DO THIS ->
Show every line of the rows below that contains the string "road", copying each one in full. Matching is case-sensitive.

===== SOURCE MATERIAL

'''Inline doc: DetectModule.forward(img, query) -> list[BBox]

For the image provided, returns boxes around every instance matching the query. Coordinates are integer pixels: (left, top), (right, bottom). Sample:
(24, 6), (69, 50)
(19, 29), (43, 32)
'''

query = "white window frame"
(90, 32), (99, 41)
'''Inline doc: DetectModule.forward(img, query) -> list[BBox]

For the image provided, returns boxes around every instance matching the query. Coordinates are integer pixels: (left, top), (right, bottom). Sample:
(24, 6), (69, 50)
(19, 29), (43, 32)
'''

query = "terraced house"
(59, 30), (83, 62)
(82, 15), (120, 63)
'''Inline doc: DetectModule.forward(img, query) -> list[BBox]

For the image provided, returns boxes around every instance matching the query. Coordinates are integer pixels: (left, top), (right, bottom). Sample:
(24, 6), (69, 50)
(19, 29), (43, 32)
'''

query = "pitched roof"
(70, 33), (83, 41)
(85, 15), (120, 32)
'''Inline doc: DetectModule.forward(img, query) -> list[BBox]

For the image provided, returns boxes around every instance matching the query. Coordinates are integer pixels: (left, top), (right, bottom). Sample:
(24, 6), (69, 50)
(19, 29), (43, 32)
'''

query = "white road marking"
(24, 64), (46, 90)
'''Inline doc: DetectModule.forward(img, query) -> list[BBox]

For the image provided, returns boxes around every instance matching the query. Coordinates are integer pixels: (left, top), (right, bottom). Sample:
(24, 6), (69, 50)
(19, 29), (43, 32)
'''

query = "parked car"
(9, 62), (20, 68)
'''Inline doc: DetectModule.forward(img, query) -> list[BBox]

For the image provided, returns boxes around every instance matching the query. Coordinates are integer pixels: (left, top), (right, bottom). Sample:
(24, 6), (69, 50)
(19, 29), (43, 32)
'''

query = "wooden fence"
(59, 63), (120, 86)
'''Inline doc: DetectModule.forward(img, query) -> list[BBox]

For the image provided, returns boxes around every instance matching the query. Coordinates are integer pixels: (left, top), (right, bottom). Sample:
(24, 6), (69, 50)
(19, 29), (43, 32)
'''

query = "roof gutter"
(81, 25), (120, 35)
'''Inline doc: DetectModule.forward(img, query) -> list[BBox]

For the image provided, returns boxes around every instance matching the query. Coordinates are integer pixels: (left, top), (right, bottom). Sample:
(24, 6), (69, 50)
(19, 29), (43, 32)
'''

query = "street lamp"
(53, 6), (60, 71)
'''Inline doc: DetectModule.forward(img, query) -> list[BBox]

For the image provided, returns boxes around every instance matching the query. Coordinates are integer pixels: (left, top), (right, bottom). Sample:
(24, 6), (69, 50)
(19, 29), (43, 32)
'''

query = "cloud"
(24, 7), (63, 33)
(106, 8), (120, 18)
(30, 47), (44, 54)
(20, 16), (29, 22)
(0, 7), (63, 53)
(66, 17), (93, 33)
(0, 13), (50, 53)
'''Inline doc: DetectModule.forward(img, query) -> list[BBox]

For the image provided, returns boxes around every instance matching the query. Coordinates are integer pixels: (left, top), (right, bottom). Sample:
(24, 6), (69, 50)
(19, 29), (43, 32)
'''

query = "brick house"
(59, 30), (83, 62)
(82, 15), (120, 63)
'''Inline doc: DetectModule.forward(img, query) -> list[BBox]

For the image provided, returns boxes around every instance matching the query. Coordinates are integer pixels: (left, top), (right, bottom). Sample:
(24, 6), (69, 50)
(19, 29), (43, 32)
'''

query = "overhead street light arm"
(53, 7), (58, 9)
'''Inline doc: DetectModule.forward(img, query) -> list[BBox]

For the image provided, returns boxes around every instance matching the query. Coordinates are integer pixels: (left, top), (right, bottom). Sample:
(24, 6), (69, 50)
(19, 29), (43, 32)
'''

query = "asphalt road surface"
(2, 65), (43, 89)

==========
===== SOURCE MATERIAL

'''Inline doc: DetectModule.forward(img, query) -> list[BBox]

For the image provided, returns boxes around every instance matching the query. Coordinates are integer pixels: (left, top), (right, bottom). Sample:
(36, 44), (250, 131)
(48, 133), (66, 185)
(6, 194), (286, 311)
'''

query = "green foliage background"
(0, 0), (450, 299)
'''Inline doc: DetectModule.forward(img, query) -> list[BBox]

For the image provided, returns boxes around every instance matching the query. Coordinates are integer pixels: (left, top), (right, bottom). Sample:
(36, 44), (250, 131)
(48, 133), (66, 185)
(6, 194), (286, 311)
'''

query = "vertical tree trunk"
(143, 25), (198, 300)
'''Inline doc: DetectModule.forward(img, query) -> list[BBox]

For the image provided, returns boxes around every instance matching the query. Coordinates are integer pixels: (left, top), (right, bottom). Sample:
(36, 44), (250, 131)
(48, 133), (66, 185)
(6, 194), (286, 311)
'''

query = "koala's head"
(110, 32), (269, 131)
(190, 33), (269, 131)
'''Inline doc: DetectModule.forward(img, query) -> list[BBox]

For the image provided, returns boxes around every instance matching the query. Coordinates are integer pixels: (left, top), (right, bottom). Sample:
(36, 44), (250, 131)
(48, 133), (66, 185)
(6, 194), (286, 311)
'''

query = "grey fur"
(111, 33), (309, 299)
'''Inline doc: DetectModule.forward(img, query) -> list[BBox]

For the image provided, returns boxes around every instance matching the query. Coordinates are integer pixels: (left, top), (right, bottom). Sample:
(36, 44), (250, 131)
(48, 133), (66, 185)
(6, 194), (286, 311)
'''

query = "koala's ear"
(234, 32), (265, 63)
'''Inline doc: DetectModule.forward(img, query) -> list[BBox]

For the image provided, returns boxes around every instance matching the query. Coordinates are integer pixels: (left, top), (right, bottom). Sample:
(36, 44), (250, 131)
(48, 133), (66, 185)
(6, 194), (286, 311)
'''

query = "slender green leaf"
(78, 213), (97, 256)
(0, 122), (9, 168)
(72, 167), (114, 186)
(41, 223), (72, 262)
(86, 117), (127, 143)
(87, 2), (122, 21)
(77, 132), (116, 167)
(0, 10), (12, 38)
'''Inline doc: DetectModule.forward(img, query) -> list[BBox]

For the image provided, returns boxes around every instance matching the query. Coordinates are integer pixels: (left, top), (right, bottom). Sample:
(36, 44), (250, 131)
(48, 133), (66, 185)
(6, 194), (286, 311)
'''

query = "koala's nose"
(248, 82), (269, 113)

==========
===== SOURCE MATERIAL

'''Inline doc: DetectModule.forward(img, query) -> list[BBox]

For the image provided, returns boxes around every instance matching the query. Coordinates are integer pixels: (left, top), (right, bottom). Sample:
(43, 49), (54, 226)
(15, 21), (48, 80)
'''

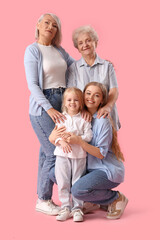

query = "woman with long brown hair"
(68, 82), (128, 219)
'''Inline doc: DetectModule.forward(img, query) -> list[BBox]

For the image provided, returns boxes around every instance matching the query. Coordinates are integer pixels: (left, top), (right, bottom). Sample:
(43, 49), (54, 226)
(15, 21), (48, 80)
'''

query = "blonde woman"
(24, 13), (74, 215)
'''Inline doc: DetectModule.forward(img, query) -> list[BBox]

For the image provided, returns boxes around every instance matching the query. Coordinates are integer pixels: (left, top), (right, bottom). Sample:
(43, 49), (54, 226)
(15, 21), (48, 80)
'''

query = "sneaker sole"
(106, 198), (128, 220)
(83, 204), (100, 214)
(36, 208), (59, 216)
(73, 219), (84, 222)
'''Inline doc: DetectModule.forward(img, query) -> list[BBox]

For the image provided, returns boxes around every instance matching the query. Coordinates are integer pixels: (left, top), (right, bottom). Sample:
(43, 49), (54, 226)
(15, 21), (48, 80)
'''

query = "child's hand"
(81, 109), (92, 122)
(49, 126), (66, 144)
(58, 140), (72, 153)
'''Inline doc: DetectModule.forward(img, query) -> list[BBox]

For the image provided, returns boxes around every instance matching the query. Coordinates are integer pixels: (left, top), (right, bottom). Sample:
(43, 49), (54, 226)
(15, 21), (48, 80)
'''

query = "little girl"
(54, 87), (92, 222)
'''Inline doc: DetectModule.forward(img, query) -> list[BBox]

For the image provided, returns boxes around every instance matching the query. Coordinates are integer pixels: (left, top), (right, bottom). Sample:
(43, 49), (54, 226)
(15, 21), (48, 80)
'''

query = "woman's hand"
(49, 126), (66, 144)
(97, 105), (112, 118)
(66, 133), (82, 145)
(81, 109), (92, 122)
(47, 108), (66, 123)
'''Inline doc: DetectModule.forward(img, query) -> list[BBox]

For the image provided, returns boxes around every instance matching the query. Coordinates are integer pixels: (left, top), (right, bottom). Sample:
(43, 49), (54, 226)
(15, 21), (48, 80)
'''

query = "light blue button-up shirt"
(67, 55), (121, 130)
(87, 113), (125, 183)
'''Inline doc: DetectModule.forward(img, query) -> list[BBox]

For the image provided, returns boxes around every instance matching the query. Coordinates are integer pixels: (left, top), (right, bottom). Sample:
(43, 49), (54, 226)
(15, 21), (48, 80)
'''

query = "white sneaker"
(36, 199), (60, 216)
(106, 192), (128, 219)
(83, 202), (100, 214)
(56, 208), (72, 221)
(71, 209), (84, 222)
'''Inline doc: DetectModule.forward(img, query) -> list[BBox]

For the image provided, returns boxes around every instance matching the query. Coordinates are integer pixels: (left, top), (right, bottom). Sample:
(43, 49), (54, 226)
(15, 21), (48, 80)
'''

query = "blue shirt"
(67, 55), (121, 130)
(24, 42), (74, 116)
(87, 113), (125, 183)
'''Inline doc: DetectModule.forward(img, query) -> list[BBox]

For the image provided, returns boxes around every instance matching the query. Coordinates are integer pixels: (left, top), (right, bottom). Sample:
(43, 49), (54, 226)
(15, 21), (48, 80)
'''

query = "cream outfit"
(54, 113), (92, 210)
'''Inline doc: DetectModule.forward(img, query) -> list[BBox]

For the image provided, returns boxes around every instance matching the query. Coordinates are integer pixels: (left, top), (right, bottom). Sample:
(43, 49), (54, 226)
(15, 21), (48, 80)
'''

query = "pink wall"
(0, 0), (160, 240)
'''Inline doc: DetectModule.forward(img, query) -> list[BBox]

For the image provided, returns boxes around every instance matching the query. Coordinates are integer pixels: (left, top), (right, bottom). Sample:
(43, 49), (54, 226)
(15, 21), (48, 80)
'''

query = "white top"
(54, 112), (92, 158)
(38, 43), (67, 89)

==========

RESPONSE TO THE EXERCISE ->
query = "white road marking"
query = "asphalt road surface"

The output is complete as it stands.